### WRITTEN PROBLEM
Take the line containing "Point out every instance of the seat" and every line after it in the data below, and print them exactly as given, with nothing else.

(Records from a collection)
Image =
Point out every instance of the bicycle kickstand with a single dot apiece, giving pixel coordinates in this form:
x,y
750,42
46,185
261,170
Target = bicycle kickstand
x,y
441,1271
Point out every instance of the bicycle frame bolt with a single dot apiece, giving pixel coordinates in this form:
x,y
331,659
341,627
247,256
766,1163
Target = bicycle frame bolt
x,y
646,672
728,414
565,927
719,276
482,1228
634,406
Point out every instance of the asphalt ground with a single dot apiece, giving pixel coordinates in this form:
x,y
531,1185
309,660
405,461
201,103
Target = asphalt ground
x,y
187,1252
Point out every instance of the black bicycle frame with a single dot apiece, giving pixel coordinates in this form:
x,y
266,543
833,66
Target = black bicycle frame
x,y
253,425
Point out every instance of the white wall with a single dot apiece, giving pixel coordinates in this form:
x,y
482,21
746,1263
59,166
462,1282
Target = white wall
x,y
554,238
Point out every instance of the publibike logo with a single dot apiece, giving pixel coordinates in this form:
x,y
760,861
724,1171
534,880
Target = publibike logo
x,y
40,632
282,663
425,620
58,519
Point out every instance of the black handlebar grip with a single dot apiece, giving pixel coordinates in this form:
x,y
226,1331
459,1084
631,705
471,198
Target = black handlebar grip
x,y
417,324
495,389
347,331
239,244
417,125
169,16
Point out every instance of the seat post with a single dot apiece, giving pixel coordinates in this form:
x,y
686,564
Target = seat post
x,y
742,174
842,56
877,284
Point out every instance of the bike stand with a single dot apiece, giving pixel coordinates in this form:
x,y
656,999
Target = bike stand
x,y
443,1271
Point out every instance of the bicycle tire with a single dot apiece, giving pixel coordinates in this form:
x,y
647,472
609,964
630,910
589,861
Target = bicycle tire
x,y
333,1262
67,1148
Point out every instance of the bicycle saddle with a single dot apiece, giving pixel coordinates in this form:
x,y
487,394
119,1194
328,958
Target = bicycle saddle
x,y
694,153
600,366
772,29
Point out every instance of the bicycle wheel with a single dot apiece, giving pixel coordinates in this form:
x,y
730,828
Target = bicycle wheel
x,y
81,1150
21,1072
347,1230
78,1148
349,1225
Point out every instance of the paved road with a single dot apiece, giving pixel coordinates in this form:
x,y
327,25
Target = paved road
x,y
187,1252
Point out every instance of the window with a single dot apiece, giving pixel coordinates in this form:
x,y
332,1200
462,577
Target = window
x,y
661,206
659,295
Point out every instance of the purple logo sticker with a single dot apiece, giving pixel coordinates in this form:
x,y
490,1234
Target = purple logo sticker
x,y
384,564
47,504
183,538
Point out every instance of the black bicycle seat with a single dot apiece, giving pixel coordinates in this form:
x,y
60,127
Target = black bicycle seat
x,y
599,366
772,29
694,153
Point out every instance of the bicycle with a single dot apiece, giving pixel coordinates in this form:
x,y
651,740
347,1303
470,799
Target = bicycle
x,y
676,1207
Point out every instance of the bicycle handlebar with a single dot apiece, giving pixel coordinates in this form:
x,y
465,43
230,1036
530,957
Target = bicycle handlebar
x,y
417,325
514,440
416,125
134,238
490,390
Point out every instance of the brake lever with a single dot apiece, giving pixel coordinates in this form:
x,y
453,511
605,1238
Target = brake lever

### ANSWER TO THE EXERCISE
Point out every instance of the seat post with a single dot apiece, giving pixel coordinates in this form:
x,y
686,564
Target = seat post
x,y
742,174
842,56
877,284
Point out every instance of the bike stand with a single dot apiece, giving pixel coordinates in this form:
x,y
656,999
Target = bike stand
x,y
443,1271
Point out every instance of the bicycle tire with a single dot apiece, giving pixel coordinates in this form:
x,y
647,472
609,964
630,910
589,861
Target = bicycle tire
x,y
333,1262
67,1148
Point out every instance of the bicycle saddle with a single dot apiece, giving pixel coordinates in this form:
x,y
487,394
119,1194
328,958
Target = bicycle saddle
x,y
694,153
600,366
772,29
Point out every instance of the bicycle wheel with a single dot apiece, giving pixel coordinates in this form:
x,y
730,828
Target = bicycle wheel
x,y
81,1150
21,1072
347,1230
78,1148
349,1225
Point out every instance of the paved road with a single dot apiece, giving pixel coordinates in this form:
x,y
327,25
Target = paved road
x,y
187,1252
Point out every instance of the window with a single dot apiece, giving pixel coordinates in this form:
x,y
332,1200
462,577
Target = window
x,y
661,206
659,295
Point out every instance of the purple logo sticker with a single dot apiece, giving pixel coordinates in this form:
x,y
490,1234
Target = purple logo sticker
x,y
384,564
47,504
183,538
Point out every instance of the black bicycle seat with a single dot apiece, giving pixel coordinates in this form:
x,y
60,127
Target = black bicycle seat
x,y
599,366
772,29
694,153
Point out every instance of the bicycle with a single dot apiece, giving pixel coordinates in this form:
x,y
651,740
347,1303
470,799
Target = bicycle
x,y
676,1207
Point out every instance of the bicycle handlebar with a single dot apiece, giving pixel coordinates in this form:
x,y
465,43
230,1036
530,957
Target = bicycle handlebar
x,y
417,325
514,440
416,125
134,238
490,390
Point out every instance of the brake lever with a single dot apiece, giving pixel coordinates in this form:
x,y
453,511
605,1238
Target = brake lever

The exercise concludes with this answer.